● Material:
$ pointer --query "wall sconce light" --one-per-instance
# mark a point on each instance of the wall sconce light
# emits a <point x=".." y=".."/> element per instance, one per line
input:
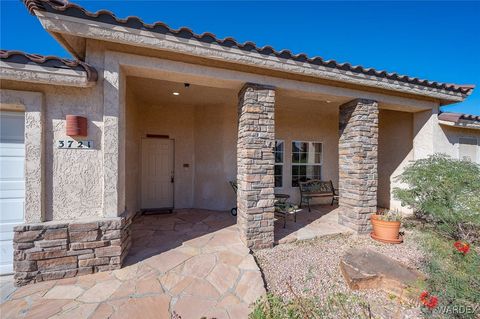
<point x="76" y="125"/>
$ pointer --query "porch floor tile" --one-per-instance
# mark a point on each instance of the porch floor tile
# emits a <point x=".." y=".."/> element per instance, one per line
<point x="186" y="263"/>
<point x="191" y="263"/>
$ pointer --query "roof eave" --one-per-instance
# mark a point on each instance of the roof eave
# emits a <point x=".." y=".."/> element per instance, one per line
<point x="474" y="125"/>
<point x="45" y="75"/>
<point x="63" y="24"/>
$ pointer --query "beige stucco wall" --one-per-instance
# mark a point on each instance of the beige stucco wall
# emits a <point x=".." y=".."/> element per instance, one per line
<point x="132" y="154"/>
<point x="73" y="178"/>
<point x="395" y="150"/>
<point x="446" y="139"/>
<point x="205" y="141"/>
<point x="311" y="121"/>
<point x="73" y="186"/>
<point x="215" y="156"/>
<point x="77" y="184"/>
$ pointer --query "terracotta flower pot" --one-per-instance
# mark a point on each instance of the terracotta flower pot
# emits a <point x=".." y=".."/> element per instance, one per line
<point x="385" y="231"/>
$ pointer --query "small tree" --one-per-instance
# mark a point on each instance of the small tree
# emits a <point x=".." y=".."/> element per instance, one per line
<point x="444" y="191"/>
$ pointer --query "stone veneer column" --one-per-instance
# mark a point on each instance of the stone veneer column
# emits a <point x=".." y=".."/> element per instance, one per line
<point x="55" y="250"/>
<point x="358" y="156"/>
<point x="255" y="165"/>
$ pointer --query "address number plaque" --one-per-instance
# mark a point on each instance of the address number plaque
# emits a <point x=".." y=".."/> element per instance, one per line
<point x="72" y="144"/>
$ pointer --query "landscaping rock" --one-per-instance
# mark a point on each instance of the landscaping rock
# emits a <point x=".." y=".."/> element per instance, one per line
<point x="368" y="269"/>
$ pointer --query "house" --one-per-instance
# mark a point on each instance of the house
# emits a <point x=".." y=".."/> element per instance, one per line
<point x="459" y="136"/>
<point x="148" y="117"/>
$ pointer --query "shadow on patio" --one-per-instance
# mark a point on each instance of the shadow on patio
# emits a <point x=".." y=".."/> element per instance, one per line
<point x="321" y="221"/>
<point x="155" y="234"/>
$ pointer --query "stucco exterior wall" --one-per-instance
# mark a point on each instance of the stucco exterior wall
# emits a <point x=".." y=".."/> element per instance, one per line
<point x="446" y="140"/>
<point x="310" y="121"/>
<point x="73" y="178"/>
<point x="73" y="188"/>
<point x="215" y="156"/>
<point x="395" y="150"/>
<point x="204" y="138"/>
<point x="132" y="154"/>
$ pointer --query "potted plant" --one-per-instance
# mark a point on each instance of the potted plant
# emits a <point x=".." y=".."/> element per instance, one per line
<point x="386" y="226"/>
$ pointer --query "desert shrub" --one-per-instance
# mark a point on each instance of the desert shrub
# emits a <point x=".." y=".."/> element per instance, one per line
<point x="336" y="306"/>
<point x="444" y="191"/>
<point x="453" y="277"/>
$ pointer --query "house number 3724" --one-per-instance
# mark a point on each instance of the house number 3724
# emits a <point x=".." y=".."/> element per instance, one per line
<point x="74" y="144"/>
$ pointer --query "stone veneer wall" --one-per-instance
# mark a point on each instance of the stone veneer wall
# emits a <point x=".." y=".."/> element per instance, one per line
<point x="255" y="165"/>
<point x="55" y="250"/>
<point x="358" y="157"/>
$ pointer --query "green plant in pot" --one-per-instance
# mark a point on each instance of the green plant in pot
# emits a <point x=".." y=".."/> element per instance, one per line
<point x="386" y="226"/>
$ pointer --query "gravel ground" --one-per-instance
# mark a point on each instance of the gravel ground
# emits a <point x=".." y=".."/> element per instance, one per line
<point x="312" y="269"/>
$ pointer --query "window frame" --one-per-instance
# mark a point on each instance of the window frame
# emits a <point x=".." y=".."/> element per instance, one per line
<point x="282" y="164"/>
<point x="305" y="164"/>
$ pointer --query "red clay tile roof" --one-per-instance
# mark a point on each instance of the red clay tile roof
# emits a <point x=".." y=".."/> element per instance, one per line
<point x="457" y="117"/>
<point x="105" y="16"/>
<point x="48" y="61"/>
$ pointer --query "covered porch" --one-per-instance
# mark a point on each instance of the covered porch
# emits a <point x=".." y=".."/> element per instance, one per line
<point x="191" y="263"/>
<point x="220" y="129"/>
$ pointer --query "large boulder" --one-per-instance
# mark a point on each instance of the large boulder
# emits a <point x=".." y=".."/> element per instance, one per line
<point x="368" y="269"/>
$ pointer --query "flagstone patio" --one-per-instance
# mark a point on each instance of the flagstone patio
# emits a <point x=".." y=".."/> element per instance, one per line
<point x="191" y="263"/>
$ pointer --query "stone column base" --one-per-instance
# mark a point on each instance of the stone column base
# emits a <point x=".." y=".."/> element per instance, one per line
<point x="63" y="249"/>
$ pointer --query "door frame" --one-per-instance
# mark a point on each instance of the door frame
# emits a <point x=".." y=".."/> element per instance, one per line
<point x="156" y="137"/>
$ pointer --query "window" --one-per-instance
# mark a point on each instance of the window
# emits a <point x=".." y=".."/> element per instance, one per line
<point x="306" y="161"/>
<point x="279" y="152"/>
<point x="467" y="149"/>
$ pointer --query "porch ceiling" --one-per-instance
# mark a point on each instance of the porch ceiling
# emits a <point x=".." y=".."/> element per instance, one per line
<point x="154" y="91"/>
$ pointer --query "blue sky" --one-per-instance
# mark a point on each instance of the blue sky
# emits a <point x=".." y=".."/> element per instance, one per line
<point x="434" y="40"/>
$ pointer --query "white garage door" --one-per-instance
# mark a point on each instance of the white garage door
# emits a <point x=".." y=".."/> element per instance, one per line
<point x="12" y="183"/>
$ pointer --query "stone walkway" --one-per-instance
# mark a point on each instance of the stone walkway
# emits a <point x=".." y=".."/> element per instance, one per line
<point x="191" y="263"/>
<point x="321" y="221"/>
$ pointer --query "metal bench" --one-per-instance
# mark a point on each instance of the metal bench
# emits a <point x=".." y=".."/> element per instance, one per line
<point x="316" y="188"/>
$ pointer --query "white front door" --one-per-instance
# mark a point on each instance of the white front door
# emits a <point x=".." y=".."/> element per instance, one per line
<point x="157" y="173"/>
<point x="12" y="183"/>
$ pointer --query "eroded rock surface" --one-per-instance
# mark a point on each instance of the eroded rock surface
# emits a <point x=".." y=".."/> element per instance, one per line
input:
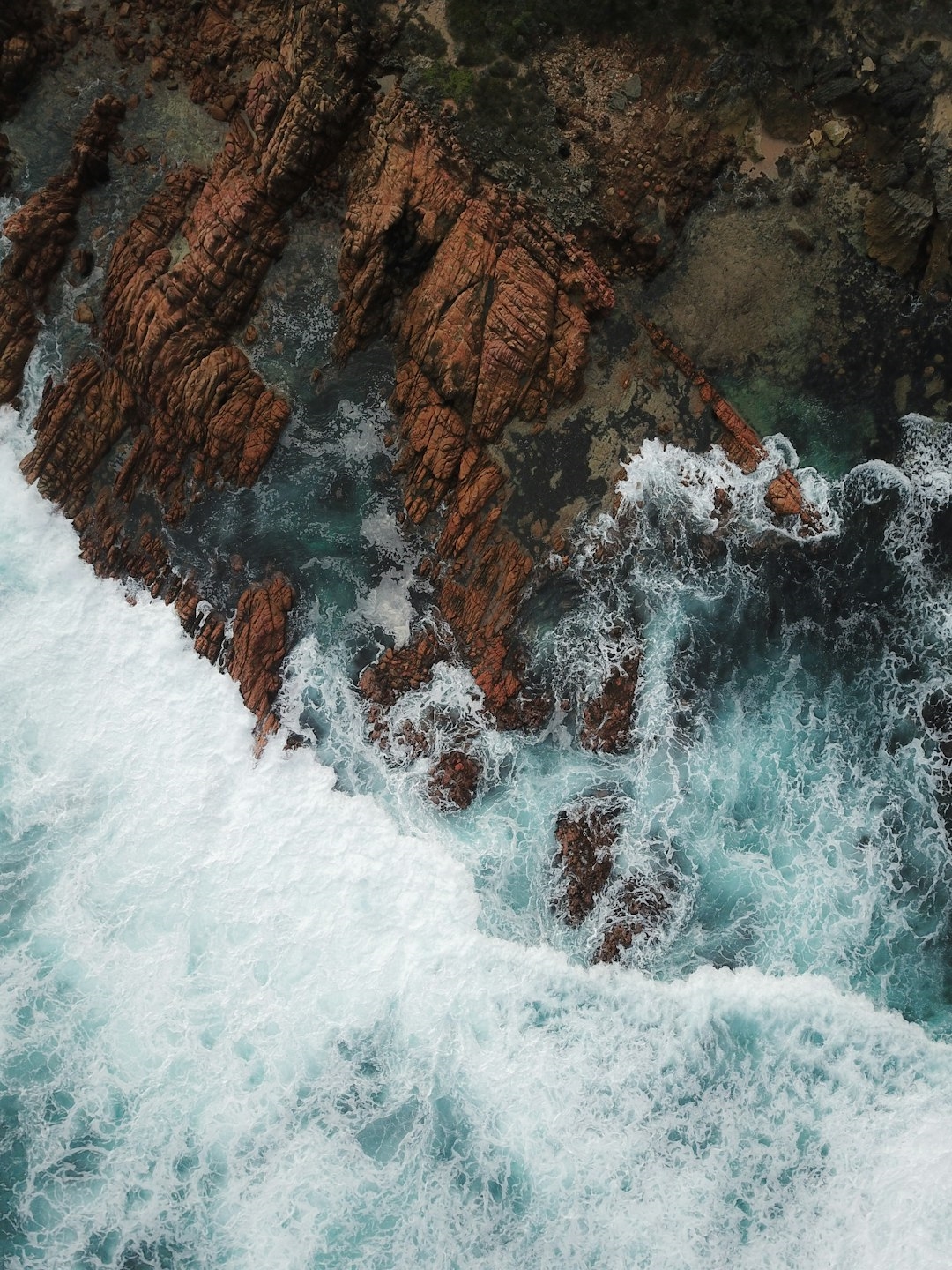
<point x="183" y="277"/>
<point x="259" y="644"/>
<point x="738" y="439"/>
<point x="489" y="310"/>
<point x="587" y="834"/>
<point x="607" y="718"/>
<point x="41" y="233"/>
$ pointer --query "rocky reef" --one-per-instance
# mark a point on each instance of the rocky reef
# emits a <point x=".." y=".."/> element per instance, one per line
<point x="565" y="240"/>
<point x="181" y="280"/>
<point x="587" y="833"/>
<point x="489" y="311"/>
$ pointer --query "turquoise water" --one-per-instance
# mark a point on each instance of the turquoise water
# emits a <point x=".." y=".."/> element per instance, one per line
<point x="283" y="1012"/>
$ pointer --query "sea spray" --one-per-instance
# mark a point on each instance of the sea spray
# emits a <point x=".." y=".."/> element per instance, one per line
<point x="249" y="1021"/>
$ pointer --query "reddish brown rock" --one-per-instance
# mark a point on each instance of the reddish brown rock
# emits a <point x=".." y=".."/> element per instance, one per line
<point x="643" y="906"/>
<point x="490" y="315"/>
<point x="606" y="719"/>
<point x="259" y="628"/>
<point x="587" y="834"/>
<point x="455" y="779"/>
<point x="41" y="233"/>
<point x="739" y="441"/>
<point x="183" y="277"/>
<point x="259" y="643"/>
<point x="403" y="669"/>
<point x="22" y="43"/>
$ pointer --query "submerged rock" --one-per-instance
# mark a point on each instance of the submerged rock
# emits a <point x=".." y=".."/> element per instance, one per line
<point x="490" y="314"/>
<point x="587" y="834"/>
<point x="184" y="276"/>
<point x="606" y="721"/>
<point x="41" y="233"/>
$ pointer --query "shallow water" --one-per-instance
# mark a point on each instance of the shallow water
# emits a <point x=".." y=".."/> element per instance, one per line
<point x="250" y="1019"/>
<point x="287" y="1013"/>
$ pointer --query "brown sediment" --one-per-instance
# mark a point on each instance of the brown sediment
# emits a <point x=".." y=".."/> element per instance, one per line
<point x="606" y="719"/>
<point x="183" y="277"/>
<point x="41" y="233"/>
<point x="739" y="441"/>
<point x="489" y="309"/>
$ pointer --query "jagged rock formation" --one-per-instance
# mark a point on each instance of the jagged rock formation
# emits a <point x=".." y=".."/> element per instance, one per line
<point x="259" y="644"/>
<point x="181" y="280"/>
<point x="739" y="441"/>
<point x="259" y="630"/>
<point x="606" y="719"/>
<point x="896" y="222"/>
<point x="41" y="233"/>
<point x="641" y="906"/>
<point x="587" y="834"/>
<point x="490" y="315"/>
<point x="183" y="277"/>
<point x="19" y="23"/>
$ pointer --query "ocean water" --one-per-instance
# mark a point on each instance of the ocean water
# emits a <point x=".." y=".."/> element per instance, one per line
<point x="283" y="1012"/>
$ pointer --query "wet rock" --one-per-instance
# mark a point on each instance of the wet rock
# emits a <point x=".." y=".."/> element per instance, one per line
<point x="896" y="222"/>
<point x="41" y="233"/>
<point x="587" y="834"/>
<point x="607" y="718"/>
<point x="183" y="277"/>
<point x="739" y="441"/>
<point x="259" y="643"/>
<point x="632" y="88"/>
<point x="455" y="779"/>
<point x="643" y="906"/>
<point x="492" y="320"/>
<point x="800" y="238"/>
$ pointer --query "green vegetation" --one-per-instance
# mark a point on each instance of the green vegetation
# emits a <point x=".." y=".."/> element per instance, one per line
<point x="489" y="26"/>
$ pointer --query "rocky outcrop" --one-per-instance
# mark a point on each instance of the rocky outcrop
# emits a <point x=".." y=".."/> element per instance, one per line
<point x="896" y="222"/>
<point x="453" y="779"/>
<point x="19" y="49"/>
<point x="587" y="834"/>
<point x="738" y="439"/>
<point x="606" y="719"/>
<point x="489" y="310"/>
<point x="259" y="637"/>
<point x="41" y="233"/>
<point x="259" y="644"/>
<point x="183" y="277"/>
<point x="641" y="906"/>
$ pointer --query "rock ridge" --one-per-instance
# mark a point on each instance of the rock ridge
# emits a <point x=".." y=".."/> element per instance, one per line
<point x="489" y="311"/>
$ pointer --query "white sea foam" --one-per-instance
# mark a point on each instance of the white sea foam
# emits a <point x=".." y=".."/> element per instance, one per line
<point x="249" y="1022"/>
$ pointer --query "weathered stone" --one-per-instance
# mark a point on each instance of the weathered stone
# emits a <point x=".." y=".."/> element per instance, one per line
<point x="492" y="322"/>
<point x="41" y="233"/>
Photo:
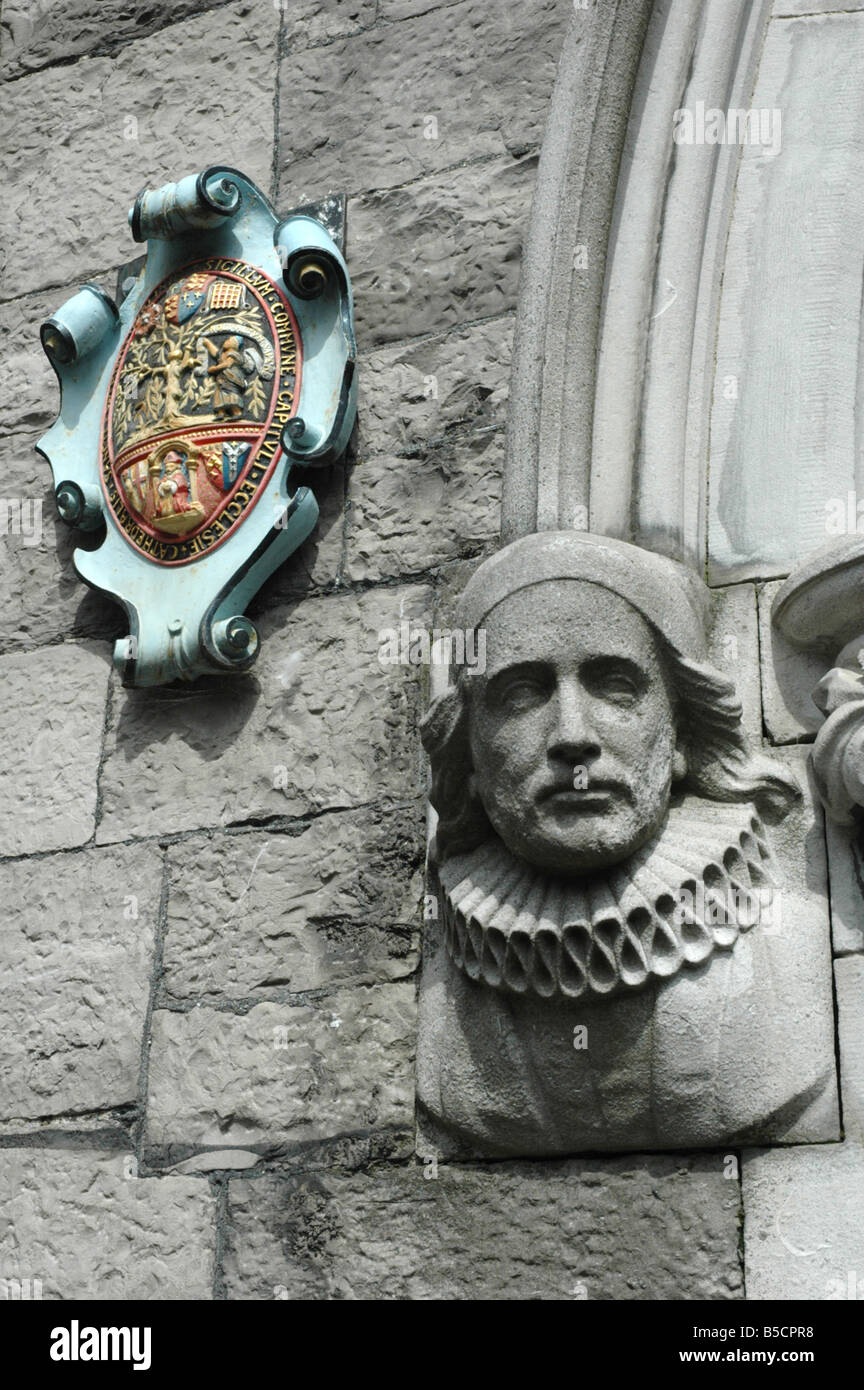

● What you will do: Count the lines in the records above that contain the word "potted", treating uppercase and lowercase as different, and give only the number.

● Written response: 2